[What you have to do] Starting at the line that contains "pediment in the photo above.", copy the items word for word through to the final line of the items.
**** Exercise inputs
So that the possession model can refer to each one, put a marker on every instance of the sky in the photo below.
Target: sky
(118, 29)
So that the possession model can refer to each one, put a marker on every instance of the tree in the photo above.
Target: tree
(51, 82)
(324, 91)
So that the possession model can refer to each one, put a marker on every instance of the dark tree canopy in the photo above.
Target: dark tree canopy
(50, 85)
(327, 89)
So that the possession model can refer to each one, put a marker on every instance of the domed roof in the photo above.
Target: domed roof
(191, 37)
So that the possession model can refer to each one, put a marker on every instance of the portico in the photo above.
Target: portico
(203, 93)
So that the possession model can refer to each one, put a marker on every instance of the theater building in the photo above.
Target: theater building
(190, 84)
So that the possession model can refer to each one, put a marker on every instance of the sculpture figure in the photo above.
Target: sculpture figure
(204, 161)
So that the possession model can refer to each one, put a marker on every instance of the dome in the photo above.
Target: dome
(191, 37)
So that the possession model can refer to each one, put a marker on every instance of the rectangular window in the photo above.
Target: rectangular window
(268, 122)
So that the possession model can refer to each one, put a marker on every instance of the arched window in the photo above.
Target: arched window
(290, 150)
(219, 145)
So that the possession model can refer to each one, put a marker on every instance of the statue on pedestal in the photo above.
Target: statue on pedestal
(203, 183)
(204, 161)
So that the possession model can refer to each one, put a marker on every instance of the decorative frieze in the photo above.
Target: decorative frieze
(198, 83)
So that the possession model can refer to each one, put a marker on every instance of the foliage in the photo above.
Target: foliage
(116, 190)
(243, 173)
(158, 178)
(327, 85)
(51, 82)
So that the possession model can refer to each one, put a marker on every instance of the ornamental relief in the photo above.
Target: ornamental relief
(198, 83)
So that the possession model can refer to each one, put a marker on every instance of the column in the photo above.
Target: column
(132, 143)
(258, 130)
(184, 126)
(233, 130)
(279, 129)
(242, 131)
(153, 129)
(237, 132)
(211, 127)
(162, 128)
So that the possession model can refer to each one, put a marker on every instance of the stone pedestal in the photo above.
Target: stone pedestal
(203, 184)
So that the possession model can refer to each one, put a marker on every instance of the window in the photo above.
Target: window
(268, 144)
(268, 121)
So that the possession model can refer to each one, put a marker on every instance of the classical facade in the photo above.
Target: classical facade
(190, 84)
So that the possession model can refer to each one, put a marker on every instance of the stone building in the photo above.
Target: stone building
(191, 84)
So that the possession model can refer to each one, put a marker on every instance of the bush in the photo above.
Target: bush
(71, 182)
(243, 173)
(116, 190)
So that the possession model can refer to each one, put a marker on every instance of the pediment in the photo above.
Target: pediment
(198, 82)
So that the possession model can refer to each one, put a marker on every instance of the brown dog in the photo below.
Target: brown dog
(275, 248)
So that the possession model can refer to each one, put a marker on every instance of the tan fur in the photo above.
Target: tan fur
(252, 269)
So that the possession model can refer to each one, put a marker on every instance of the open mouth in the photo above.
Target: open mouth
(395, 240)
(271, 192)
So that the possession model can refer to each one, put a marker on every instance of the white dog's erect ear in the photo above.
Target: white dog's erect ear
********
[Completed exercise]
So that the possession model can refer to each one, put a marker on every instance of the pediment in the photo above.
Target: pediment
(198, 82)
So that the possession model can refer to each one, put a marker on every instance of the brown dog in the photo below.
Target: brown dog
(275, 248)
So that the possession model can refer to each one, put a marker on every instance of the tan fur in the photo above.
Target: tan fur
(252, 269)
So that the possession model can refer to each one, put a marker on every instance of the open mouth in the photo above.
Target: open mouth
(395, 240)
(271, 192)
So that the possession model can refer to each one, put a marker on every instance of the white dog's erect ear in the photo above.
Target: white dog's erect ear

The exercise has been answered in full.